Your instructions —
Recast all the items below as a Markdown table with the columns n and Line, giving each nonblank line its own numbered row. Leave the pictures out of your answer.

Provided material —

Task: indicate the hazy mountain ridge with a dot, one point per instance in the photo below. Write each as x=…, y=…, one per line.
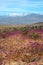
x=28, y=19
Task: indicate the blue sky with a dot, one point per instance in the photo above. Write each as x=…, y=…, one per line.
x=20, y=7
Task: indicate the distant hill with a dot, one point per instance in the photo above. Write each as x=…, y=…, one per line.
x=27, y=19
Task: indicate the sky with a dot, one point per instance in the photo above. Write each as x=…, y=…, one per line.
x=20, y=7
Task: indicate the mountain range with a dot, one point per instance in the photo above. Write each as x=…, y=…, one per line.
x=27, y=19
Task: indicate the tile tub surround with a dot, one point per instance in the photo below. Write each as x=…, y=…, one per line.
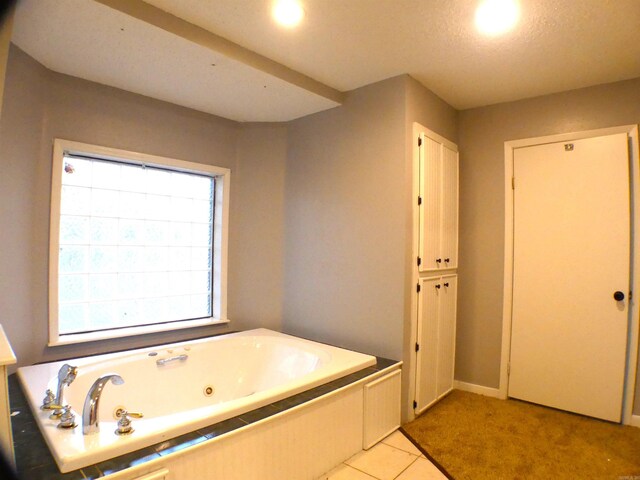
x=34, y=461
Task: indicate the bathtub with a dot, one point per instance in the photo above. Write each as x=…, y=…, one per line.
x=208, y=381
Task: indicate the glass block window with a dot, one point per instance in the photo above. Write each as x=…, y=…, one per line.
x=135, y=245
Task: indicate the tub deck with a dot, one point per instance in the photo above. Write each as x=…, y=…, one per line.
x=35, y=462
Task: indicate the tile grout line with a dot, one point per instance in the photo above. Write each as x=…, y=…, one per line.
x=362, y=471
x=404, y=469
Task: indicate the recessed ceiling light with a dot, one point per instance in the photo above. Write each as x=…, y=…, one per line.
x=494, y=17
x=288, y=13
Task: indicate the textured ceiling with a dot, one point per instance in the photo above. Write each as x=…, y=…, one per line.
x=558, y=45
x=91, y=41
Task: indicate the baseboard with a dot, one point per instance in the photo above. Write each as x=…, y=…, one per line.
x=473, y=388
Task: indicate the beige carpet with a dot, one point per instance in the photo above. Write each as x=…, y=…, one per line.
x=476, y=437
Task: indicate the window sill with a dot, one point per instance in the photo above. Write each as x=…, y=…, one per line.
x=133, y=331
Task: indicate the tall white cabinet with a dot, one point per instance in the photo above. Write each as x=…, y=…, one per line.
x=436, y=248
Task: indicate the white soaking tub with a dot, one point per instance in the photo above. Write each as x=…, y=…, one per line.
x=211, y=380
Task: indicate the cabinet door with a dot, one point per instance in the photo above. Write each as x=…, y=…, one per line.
x=430, y=208
x=449, y=215
x=427, y=355
x=446, y=333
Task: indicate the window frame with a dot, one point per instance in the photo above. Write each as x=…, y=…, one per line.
x=222, y=178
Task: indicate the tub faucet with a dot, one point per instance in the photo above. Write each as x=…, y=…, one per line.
x=90, y=410
x=66, y=375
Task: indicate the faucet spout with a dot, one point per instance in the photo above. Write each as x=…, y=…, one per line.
x=91, y=402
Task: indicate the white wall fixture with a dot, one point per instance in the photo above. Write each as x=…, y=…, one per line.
x=496, y=17
x=288, y=13
x=615, y=388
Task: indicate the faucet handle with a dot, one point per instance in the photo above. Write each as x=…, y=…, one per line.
x=124, y=424
x=47, y=401
x=67, y=417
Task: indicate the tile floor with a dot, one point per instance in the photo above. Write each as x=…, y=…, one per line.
x=394, y=458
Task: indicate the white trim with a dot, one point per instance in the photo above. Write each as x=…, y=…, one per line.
x=479, y=389
x=222, y=178
x=632, y=345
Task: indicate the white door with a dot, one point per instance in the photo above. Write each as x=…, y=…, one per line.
x=571, y=253
x=430, y=208
x=427, y=355
x=449, y=220
x=446, y=333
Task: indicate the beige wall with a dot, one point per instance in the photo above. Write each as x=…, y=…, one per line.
x=482, y=133
x=348, y=218
x=42, y=105
x=257, y=259
x=345, y=223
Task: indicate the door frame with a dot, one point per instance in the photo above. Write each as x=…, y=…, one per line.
x=634, y=321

The result —
| n | Line |
|---|---|
| 1 | Task: indicate the hazy mountain ridge with a dot, one point per instance in the photo below. Write each as x=…, y=…, one per line. |
| 2 | x=28, y=19 |
| 3 | Task: indicate the blue sky with a dot, one point per instance in the photo above. Write each as x=…, y=…, one per line. |
| 4 | x=20, y=7 |
| 5 | Task: indicate the distant hill with a dot, one point per instance in the photo above. Write each as x=…, y=…, one per line. |
| 6 | x=27, y=19 |
| 7 | Task: indicate the sky with a dot, one point per instance in the photo above. Write each as x=…, y=…, one per line. |
| 8 | x=20, y=7 |
| 9 | Task: indicate the mountain range with a dot, one point per instance in the photo above. Write each as x=…, y=…, one per line. |
| 10 | x=27, y=19 |
| 11 | Task: indicate the tile tub surround with a dot, one point per instance in the photo below. Write each as x=…, y=…, one per line. |
| 12 | x=34, y=461 |
| 13 | Task: indicate the bathtub with a dot, one point per instance in the photo above. Write each as x=…, y=…, one per line. |
| 14 | x=208, y=381 |
| 15 | Task: indicate the glass block window with a dot, one point per instance in the photo above. Write each as x=…, y=…, one per line. |
| 16 | x=135, y=245 |
| 17 | Task: indicate the tub deck with a dot, one point per instance in the photo above. Write each as x=…, y=…, one per line. |
| 18 | x=35, y=462 |
| 19 | Task: indicate the tile grout line with a dot, one point per instance in the photo above. Write each as x=…, y=…, one per line. |
| 20 | x=362, y=471 |
| 21 | x=404, y=469 |
| 22 | Task: indicate the recessed ceiling light with a dot, one point per instance in the photo above. Write each as x=…, y=…, one per line. |
| 23 | x=494, y=17 |
| 24 | x=288, y=13 |
| 25 | Task: indicate the textured ceiling with a dot, one point per instance in the photo above. Write each as x=…, y=…, one per line. |
| 26 | x=558, y=45 |
| 27 | x=91, y=41 |
| 28 | Task: indicate the baseboard with a dot, one point per instance in the photo above. Write each as x=…, y=…, one per line. |
| 29 | x=473, y=388 |
| 30 | Task: indicate the beige carpet with a dot, one point per instance in the photo above. Write each as x=…, y=…, one per line. |
| 31 | x=476, y=437 |
| 32 | Task: indicate the window sill with a dot, one point per instance in the photo above. Write each as x=…, y=…, one per line. |
| 33 | x=133, y=331 |
| 34 | Task: indicate the tall white cabinet with a dot, one point per instance in the photo above. Write each as x=…, y=…, one per line. |
| 35 | x=436, y=248 |
| 36 | Task: indicate the white soaking tub with a dot, one point per instance in the photo above. Write each as x=…, y=…, one per line. |
| 37 | x=211, y=380 |
| 38 | Task: indicate the cabinet door with a dot, one point per instance in the photo above. Write each as x=…, y=…, one per line. |
| 39 | x=430, y=208 |
| 40 | x=449, y=215 |
| 41 | x=427, y=355 |
| 42 | x=446, y=333 |
| 43 | Task: indicate the window frame with a dot, one point per instance in the photo above. Write each as x=…, y=…, one per line. |
| 44 | x=222, y=178 |
| 45 | Task: indicate the tub faucet with a dot, one point per instance in the photo above. Write each as x=…, y=…, one per line. |
| 46 | x=90, y=410 |
| 47 | x=66, y=375 |
| 48 | Task: indicate the faucet spout with a dot, one point per instance in the photo above. Write each as x=…, y=…, one per line. |
| 49 | x=91, y=402 |
| 50 | Task: indicate the white wall fixture with a dot, one point per instance in the photo above. Write each as x=…, y=…, one per line. |
| 51 | x=496, y=17 |
| 52 | x=288, y=13 |
| 53 | x=615, y=388 |
| 54 | Task: indicate the faucet handle with a dot, one point per instance in the photo above. Write each as x=…, y=…, one per line. |
| 55 | x=124, y=424 |
| 56 | x=47, y=401 |
| 57 | x=67, y=417 |
| 58 | Task: indicate the tile floor with a dot, one point per instance in the photo above. Write each as x=…, y=…, one per line. |
| 59 | x=394, y=458 |
| 60 | Task: indicate the white trim with a dot, one point per instance in the photo above. Write each as x=…, y=…, one per line. |
| 61 | x=479, y=389 |
| 62 | x=222, y=178 |
| 63 | x=632, y=345 |
| 64 | Task: indicate the white door with a dot, one point per instance in the photo above. Write each as x=…, y=…, one per line. |
| 65 | x=571, y=253 |
| 66 | x=430, y=208 |
| 67 | x=427, y=355 |
| 68 | x=449, y=220 |
| 69 | x=446, y=333 |
| 70 | Task: indicate the beige wall with a dot, one point per instance in the photo above. Write each as x=…, y=…, one per line. |
| 71 | x=482, y=133 |
| 72 | x=348, y=218 |
| 73 | x=42, y=105 |
| 74 | x=257, y=259 |
| 75 | x=345, y=223 |
| 76 | Task: indicate the door frame with a dot, one point per instance in the photo above. Write each as x=…, y=…, one per line. |
| 77 | x=634, y=321 |